→ WORK INSTRUCTIONS
Show each line of the listing below that contains the string "instance", copied in full.

→ DATA SUPPLIED
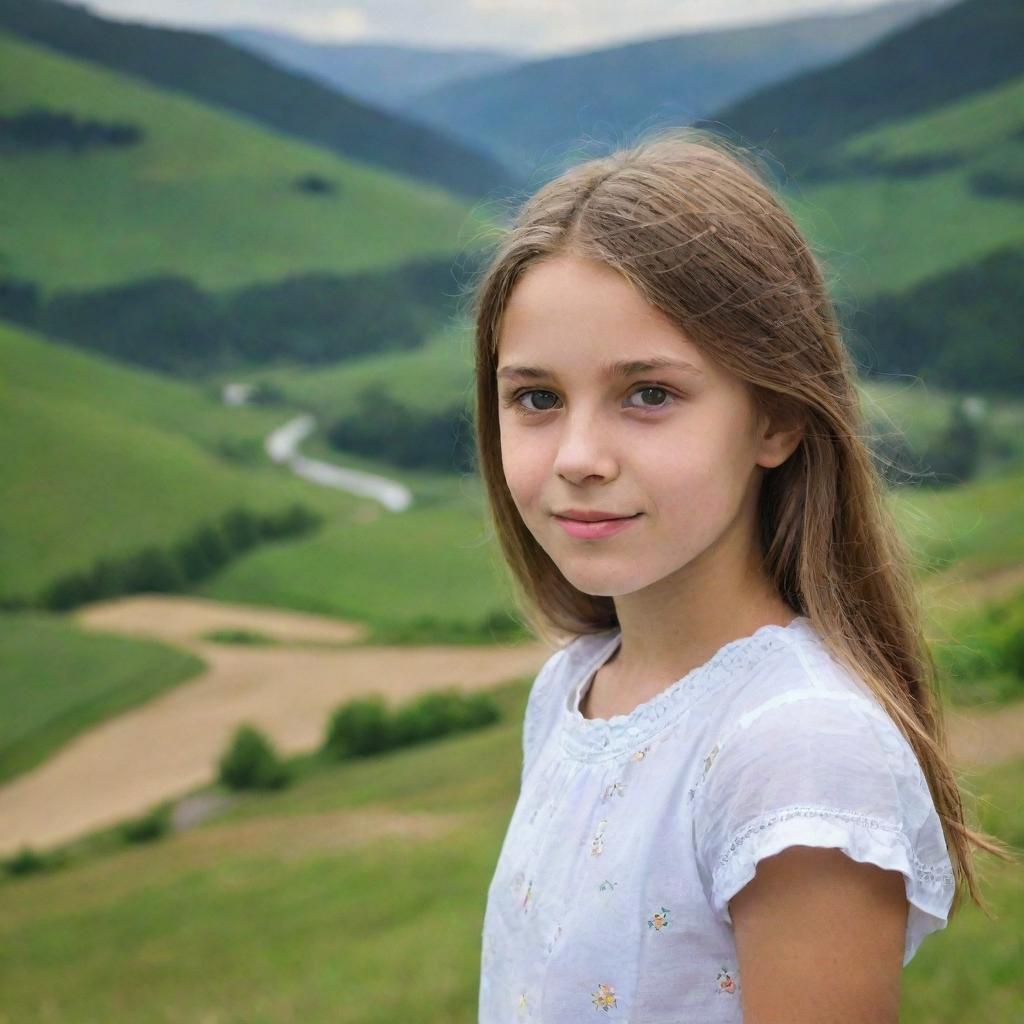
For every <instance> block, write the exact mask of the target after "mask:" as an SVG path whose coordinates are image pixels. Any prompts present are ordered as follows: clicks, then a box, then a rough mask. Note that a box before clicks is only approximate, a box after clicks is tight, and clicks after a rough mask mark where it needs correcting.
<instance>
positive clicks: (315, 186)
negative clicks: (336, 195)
mask: <svg viewBox="0 0 1024 1024" xmlns="http://www.w3.org/2000/svg"><path fill="white" fill-rule="evenodd" d="M294 184H295V187H296V188H297V189H298V190H299V191H304V193H308V194H309V195H310V196H333V195H334V194H335V193H336V191H337V190H338V186H337V185H336V184H335V183H334V182H333V181H329V180H328V179H327V178H324V177H321V176H319V175H318V174H303V175H302V177H301V178H299V179H298V180H297V181H295V182H294Z"/></svg>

→ RESPONSE TO THE TASK
For every <instance> block, write the exact mask of the target after "mask:" as an SVG path whose coordinates are image pixels. Any prompts present are ordered as follows: clicks, then a box, then a rough mask. Note that a box before clicks is only approximate, a box after clicks is tight, and clicks after a rough mask mark where it needs correcting.
<instance>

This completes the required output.